Colette M., 72 ans, fait partie des prévenus – tout comme son mari et son fils. Ce lundi, ses déclarations n’ont pas manqué de choquer les parties civiles. Me Myriam Guedj Benayoun, l’une des avocates, se disait ainsi "dépitée du manque d’empathie et de bravoure" affichée à l’issue de son témoignage.

Après un parcours d’éducatrice puis de famille d’accueil, l’agrément de Colette M. lui est retiré en 2009, suite à la condamnation de son mari pour agression sexuelle sur mineure  – il a depuis été relaxé en appel.

Je n’ai jamais vu de violences à la maison, ni de mon mari, ni de mon fils quand il était chez moi.

Colette M.

Données fournies —

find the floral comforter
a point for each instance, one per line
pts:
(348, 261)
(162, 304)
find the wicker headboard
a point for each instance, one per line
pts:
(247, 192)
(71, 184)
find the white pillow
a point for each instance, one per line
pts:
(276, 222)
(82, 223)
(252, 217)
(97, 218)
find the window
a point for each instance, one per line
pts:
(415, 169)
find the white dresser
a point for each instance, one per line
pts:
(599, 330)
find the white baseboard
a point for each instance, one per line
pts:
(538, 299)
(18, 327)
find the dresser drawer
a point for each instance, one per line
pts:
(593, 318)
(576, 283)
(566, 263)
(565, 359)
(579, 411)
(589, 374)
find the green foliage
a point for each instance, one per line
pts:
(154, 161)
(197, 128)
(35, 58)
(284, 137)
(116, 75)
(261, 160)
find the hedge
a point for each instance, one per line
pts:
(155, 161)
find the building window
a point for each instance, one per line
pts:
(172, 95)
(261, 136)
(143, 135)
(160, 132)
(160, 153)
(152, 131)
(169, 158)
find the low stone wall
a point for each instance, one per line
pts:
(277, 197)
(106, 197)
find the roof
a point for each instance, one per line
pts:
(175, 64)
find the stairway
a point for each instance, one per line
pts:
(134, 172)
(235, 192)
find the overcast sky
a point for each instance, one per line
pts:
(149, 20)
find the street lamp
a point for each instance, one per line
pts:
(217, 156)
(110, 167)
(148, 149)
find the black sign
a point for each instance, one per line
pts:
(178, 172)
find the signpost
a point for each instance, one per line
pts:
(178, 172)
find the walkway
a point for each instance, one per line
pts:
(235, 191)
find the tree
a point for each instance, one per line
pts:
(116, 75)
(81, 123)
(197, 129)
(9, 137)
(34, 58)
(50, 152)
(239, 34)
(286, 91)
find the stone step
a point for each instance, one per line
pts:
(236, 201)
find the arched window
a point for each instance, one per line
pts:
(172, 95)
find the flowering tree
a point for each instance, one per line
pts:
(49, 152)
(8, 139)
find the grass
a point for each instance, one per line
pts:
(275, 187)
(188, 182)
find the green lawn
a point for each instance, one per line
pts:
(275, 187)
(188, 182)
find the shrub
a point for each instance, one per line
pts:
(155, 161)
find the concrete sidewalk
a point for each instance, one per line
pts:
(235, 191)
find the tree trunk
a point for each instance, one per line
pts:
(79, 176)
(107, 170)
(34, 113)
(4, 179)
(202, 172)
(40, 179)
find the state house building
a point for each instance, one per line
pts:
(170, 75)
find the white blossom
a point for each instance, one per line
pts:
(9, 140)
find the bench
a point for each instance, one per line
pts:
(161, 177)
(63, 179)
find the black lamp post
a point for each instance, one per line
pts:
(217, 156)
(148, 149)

Actions à mener —
1. Dans l'extrait sur Colette M., pourquoi son agrément lui a-t-il été retiré en 2009 ? Répondez en une à trois phrases.
2. Répondez aux questions suivantes à partir de l'extrait sur Colette M. :
(a) Quel âge a Colette M. ?
(b) Qui figure aussi parmi les prévenus ?
(c) De quoi Me Myriam Guedj Benayoun se disait-elle « dépitée » ?
3. Rédigez la suite de l'extrait sur Colette M. à partir de sa dernière ligne.

Liste des réponses —
1. Son agrément lui a été retiré en 2009 à la suite de la condamnation de son mari pour agression sexuelle sur mineure. Ce mari a depuis été relaxé en appel.

2.
(a) Elle a 72 ans.
(b) Son mari et son fils figurent aussi parmi les prévenus.
(c) Elle se disait dépitée du manque d'empathie et de bravoure affiché à l'issue du témoignage de Colette M.

3.
prévenue

Cette femme est ainsi accusée d’avoir accueilli des jeunes placés par l’ASE du Nord chez elle dans la Creuse, sans agrément et ce pendant plusieurs années. Elle est également jugée pour des faits de travail dissimulé et de fraude fiscale. Au total, elle a reçu 230 000 euros de l’ASE ; une somme qui n’a pas été déclarée au fisc.

Devant le tribunal de Châteauroux, elle réfute les accusations de violences, d’humiliation, de travail forcé à l’encontre de son fils ; tout comme les accusations de violences à l’encontre de son mari. "Je n’ai jamais vu de violences à la maison, ni de mon mari, ni de mon fils quand il était chez moi", a affirmé Colette M. à la barre.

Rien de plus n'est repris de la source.